> _Objective_
Recast every line of the entries below as a numbered list, skipping blank lines and leaving out the pictures.

Some entries

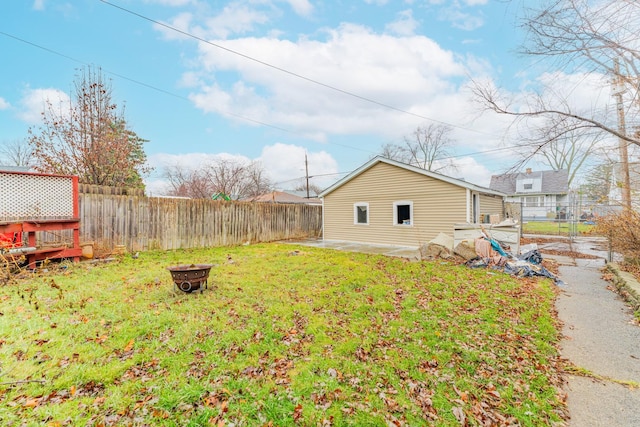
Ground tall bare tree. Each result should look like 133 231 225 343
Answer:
473 0 640 195
29 67 150 187
0 139 34 167
164 159 271 199
517 116 602 187
382 124 454 172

> _Solution below_
1. Ground tall bare tree. Each result should look like 133 231 225 343
2. Answer:
3. 473 0 640 195
4. 29 67 150 187
5. 0 139 34 167
6. 164 159 271 199
7. 517 116 602 187
8. 382 124 454 172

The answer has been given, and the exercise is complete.